(Excerpt to read):
================
Developed and maintained by the World Customs Organization, this multipurpose classification system is comprised of names or terms for goods used as the basis for customs tariffs and for the compilation of trade statistics. It is reviewed and updated periodically to clarify, add, or delete any confusing wording, as well as to incorporate new products entering the market place. The next amendment is scheduled for January, 2017

Why it’s important:

Not knowing the proper classification of imported goods may result in an error, leading to a chain reaction of errors on the rate of duty, import and export controls, restricted goods, etc, resulting in hefty fines or delays at the border.


2. Transfer Pricing 

What it is:

Transfer pricing refers to the pricing of contributions (assets, tangible and intangible, services and funds) transferred within an organization. For example, goods from a parent company may be sold to a foreign subsidiary, typical market mechanisms that would normally establish prices between third parties don’t exist. Therefore, the transfer price will affect the allocation of profit among the parts of the company. The value of your product impacts the duty and taxes calculated. Value is defined as all costs that go into getting your goods to its final destination, including price paid, associated costs and transportation. If a transfer price agreement is in place it could also impact the calculation of duties or refunds.


Why it’s important:

Customs valuation and transfer pricing have a lot in common but have competing interests. Customs and Tax authorities worry that multinational entities set transfer prices on cross border transactions to reduce taxation, making customs value a major tax compliance issue.  Lack of attention to customs valuation methodologies exposes companies to audits, investigations and /or penalties. If duty calculated is less than it should be, penalties can result. In other cases, you may be paying more duty than you need to.


There are different rules developed for transfer pricing depending on the authority both attempting to reach arm’s length values.  However, due to differing methodologies and standards, the transfer pricing value may not be suitable for customs value and vice versa. The one thing that is certain is that multinational companies need to comply with both Tax and Customs valuation rules.


3. Trade Agreements and the Specific Rules of Origin

What it is:

A free trade agreement is a treaty between two or more countries where commerce in goods and services can be conducted across common borders, without tariffs or hindrances. However, capital or labour may not move freely.  Member countries usually impose a uniform tariff on trade with non-member countries.  Free trade agreements offer duty relief for many imported goods and eligibility often relies on the specific rules of origin to determine whether goods meet the required transformation to benefit from duty free status. The most widely used free trade agreement is the North American Free Trade Agreement (NAFTA).
================
(Data extract):
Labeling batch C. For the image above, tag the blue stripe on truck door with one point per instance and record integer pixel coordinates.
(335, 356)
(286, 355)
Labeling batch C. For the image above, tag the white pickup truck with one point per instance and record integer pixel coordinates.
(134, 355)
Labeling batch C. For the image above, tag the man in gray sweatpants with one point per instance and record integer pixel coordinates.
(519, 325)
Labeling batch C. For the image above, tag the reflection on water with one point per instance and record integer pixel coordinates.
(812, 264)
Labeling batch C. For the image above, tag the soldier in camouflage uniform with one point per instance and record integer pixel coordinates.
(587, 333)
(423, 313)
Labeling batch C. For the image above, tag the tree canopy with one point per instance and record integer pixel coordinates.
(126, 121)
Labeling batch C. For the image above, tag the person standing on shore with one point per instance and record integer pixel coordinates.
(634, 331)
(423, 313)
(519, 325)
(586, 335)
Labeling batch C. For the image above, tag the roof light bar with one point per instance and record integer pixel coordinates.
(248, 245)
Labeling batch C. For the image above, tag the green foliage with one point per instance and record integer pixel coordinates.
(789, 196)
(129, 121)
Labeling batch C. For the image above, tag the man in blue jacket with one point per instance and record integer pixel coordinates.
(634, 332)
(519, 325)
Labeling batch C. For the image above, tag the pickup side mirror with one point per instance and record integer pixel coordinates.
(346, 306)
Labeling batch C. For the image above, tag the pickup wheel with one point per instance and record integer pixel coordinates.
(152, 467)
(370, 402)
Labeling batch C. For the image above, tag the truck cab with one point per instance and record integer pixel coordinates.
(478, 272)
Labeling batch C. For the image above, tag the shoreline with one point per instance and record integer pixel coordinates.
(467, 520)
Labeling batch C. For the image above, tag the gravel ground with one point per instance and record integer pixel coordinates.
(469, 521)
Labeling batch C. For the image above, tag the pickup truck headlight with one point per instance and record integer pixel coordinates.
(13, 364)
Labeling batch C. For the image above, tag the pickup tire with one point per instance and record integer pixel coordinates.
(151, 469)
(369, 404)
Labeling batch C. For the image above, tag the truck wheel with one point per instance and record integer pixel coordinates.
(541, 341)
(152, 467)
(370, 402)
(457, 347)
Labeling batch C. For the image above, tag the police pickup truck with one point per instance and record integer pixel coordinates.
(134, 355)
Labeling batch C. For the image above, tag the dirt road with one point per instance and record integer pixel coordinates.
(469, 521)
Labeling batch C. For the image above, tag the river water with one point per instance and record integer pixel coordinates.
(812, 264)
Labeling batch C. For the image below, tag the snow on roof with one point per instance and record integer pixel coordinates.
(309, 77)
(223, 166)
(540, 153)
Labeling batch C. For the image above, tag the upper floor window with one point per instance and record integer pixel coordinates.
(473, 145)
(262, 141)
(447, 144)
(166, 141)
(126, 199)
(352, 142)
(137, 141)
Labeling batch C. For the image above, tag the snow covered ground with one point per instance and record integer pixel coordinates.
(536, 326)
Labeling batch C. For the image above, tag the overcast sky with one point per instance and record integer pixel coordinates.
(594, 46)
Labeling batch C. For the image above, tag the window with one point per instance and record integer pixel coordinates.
================
(Exercise directions): Pick up the customs trade compliance text where it stops, after the line about NAFTA, and keep writing it. These entries come from a separate source and have nothing to do with the customs text.

(Result of the task):
Why it’s important:

Trade agreements can offer significant cost savings in the form of reduced duty or even duty-free.  It is important to note that importers must understand the legislative requirements and ensure the appropriate audit trails are in place when qualify goods for the benefits of the any agreement.  Each agreement has a set of “Specific Rules of Origin: that must be adhered to while maintaining the proof of origin for those eligible goods.


To take advantage of the benefits of these agreements and avoid costly penalties, importers and exporters must ensure compliance with the applicable rules and regulations of the agreement.

4. The U.S. Food Safety Modernization Act

What it is:

The U.S. Food Safety Modernization Act (FSMA) was signed into effect in 2011 by President Obama and was created to improve America’s food supply while increasing safety.

Why it’s important:

FSMA requires importers to verify the safety of their food from suppliers with the Food & Drug Administration (FDA) by submitting documented preventive control programs with clear visibility into their supply chain. This verification from the FDA enables them to focus on preventing food safety problems rather than reacting to problems after they occur.


However, this means importers must be compliant with the FDA’s import regulations to ensure that their food products are able to cross the border.


5. Amends, Refunds, Duty Relief and Remission Orders

What they are:


The B2 Canada Customs Adjustment Request form is used to request a refund, reduce the amount of duty and/or tax payable, make a non-revenue correction, to pay additional duty and/or tax, or to file an appeal/dispute against a decision made by the Canada border Services Agency.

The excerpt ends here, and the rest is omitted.